─── TEXT SECTION

Fuzzy Matching with Levenshtein distance. Does it scale?

Our fist instinct was to find everything that closely resembles our inventory but is not exactly equal using an algorithm named "Levenshtein distance", which compares 2 strings and calculates the "edit distance" between them, i.e. the number of changes the target string needs to be equal to the source, 0 means it is equal.

Spark's implementation is quite simple and doesn't allow more advanced features like sorting the words of the keyword or keeping a set of all the words used (unlike this implementation).

For our use case, however, it seemed as good enough at first glance, as we could just implement missing features using a UDF.

Let's see a quick example:

import org.apache.spark.sql.functions.{col, levenshtein}

val keywords = Seq(
  "cancun",
  "rowling",
  "peter parker")
.toDF("keyword")

val searchTerms = Seq(
  "carcur",
  "bowling",
  "parker peter "
).toDF("target")

keywords
  .crossJoin(searchTerms)
  .withColumn("distance", levenshtein(col("keyword"), col("target")))
  .show(truncate = false)

──────
─── DATA EXTRACT

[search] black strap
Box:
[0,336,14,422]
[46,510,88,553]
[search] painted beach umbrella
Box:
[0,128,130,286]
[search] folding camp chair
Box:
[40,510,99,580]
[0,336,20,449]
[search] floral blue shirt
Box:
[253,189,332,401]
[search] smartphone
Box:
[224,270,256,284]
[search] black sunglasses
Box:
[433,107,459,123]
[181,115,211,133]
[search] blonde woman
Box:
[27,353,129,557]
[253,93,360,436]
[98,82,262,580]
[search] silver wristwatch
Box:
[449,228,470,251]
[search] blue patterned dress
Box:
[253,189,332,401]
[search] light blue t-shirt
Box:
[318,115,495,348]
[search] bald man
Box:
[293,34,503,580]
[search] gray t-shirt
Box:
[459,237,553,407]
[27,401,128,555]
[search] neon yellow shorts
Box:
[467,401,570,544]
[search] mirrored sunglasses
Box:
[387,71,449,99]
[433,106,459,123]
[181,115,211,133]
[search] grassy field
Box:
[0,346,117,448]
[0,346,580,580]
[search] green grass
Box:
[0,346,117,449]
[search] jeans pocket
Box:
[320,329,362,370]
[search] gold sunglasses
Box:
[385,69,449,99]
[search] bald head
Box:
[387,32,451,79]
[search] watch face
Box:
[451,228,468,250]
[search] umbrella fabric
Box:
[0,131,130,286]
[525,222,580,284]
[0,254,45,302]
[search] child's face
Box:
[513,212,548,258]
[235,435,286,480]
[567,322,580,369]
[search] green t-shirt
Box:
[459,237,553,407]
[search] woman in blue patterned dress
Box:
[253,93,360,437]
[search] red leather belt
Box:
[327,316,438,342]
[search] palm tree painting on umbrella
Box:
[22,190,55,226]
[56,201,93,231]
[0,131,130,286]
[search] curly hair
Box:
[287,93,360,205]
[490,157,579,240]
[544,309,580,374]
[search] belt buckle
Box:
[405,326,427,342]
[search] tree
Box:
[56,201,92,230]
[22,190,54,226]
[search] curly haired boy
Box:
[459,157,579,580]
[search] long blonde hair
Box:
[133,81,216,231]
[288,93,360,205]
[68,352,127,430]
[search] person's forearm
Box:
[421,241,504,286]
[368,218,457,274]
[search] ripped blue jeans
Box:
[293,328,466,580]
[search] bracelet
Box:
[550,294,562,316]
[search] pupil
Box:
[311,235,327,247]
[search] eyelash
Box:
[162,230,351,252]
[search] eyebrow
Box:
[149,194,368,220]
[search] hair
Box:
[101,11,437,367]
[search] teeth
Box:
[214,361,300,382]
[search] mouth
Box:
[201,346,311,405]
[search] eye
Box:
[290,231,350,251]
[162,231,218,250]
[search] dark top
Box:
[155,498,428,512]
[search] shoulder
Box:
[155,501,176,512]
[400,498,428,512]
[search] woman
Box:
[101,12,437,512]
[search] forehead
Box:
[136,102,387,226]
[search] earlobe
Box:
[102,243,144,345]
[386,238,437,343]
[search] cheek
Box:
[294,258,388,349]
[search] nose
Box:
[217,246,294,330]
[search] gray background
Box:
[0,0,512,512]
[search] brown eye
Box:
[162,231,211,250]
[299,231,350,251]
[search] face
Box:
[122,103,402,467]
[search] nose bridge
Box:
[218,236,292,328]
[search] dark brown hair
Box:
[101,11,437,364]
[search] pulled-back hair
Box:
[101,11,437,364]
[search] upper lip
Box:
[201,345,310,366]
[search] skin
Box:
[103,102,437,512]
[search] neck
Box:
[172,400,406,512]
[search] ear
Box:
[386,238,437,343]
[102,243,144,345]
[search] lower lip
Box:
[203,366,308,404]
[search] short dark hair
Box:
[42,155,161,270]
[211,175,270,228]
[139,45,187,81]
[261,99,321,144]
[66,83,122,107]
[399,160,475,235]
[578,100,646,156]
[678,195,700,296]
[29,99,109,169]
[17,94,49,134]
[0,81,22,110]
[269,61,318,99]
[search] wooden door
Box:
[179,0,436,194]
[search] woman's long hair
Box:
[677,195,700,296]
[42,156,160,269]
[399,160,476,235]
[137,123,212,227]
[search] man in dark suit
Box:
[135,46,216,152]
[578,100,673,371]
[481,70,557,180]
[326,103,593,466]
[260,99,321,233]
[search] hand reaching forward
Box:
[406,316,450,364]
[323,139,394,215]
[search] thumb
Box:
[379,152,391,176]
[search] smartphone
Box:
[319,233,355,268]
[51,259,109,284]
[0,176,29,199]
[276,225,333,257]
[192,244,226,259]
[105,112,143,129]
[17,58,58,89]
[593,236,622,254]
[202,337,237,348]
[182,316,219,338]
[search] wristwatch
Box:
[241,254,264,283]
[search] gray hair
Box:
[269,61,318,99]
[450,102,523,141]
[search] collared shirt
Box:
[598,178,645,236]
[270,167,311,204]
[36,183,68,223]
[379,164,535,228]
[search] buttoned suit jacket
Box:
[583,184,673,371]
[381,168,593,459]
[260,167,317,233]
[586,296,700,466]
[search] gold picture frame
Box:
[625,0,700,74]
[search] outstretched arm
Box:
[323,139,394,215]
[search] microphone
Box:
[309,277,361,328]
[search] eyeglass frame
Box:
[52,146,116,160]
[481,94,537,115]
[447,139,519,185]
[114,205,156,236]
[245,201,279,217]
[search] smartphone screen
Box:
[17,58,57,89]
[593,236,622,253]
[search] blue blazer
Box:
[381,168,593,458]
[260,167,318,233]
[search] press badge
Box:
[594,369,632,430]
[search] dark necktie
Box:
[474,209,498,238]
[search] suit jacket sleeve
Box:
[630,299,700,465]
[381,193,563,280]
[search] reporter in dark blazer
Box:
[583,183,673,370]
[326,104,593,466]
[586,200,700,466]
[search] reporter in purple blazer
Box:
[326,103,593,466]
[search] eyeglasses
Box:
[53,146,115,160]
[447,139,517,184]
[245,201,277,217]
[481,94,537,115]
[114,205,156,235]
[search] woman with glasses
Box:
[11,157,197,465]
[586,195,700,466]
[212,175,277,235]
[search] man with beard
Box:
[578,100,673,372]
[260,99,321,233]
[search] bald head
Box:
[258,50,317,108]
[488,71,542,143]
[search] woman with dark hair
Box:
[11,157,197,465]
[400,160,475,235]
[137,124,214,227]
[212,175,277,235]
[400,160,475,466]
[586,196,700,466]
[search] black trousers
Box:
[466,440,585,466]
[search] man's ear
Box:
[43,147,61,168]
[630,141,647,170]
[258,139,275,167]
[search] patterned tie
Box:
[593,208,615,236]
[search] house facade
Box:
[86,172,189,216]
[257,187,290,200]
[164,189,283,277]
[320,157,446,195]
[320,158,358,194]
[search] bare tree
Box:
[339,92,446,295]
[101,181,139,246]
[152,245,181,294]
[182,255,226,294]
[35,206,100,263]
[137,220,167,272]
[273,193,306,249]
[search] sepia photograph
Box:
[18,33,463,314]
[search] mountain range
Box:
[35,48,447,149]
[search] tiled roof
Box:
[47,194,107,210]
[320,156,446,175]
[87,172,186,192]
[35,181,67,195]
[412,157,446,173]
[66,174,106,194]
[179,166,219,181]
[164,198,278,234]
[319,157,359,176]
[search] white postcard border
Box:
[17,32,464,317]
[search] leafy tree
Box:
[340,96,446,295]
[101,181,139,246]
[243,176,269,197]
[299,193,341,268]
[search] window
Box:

──────

→ **ACTIONS TO TAKE**:
1 - In the excerpt on fuzzy matching with Levenshtein distance, list every string placed in the keywords sequence of the Spark code.
2 - From the excerpt on fuzzy matching with Levenshtein distance, extract the passage from "Our fist instinct" up to and including "it is equal.", copying it word for word.
3 - Write what comes next in the excerpt on fuzzy matching with Levenshtein distance, picking up right after its final line.

→ **THE RESULTS**:
1 -
cancun
rowling
peter parker

2 -
Our fist instinct was to find everything that closely resembles our inventory but is not exactly equal using an algorithm named "Levenshtein distance", which compares 2 strings and calculates the "edit distance" between them, i.e. the number of changes the target string needs to be equal to the source, 0 means it is equal.

3 -
/* Result:

+------------+------------+--------+
|keyword     |target      |distance|
+------------+------------+--------+
|cancun      |carcur      |2       |
|cancun      |bowling     |6       |
|cancun      |peter parker|11      |
|rowling     |carcur      |7       |
|rowling     |bowling     |1       |
|rowling     |peter parker|11      |
|peter parker|carcur      |9       |
|peter parker|bowling     |12      |
|peter parker|peter parker|0       |
+------------+------------+--------+

*/

After trying this approach we noticed 3 things:

  1. To find outliers we need to make a cross join to all search terms that don't have exact equality with our keyword inventory, which means at least 24 million comparisons if there's only one new search term to consider.

  2. The distance between words, rather unintuitively, the distance metric is not granular enough to express similarity: The algorithm looks for changes on individual chars, however, to recognize text we humans look for groups of chars, so it would be better if we looked at how n-grams composed of keywords and search terms compare, which is unfortunately not available in the spark implementation.

  3. Levenshtein's implementation in spark is not cheap to run. We did some efforts to reduce the number of comparisons but still we came up with about a runtime of 60 hours for only a few thousand entries. We considered doing the comparisons in code to avoid a full cross join, as we could discard everything bellow the threshold distance we defined, but it was too much effort compared with the alternatives.

So, what now?

Locality-Sensitive hashing (LSH) to the rescue.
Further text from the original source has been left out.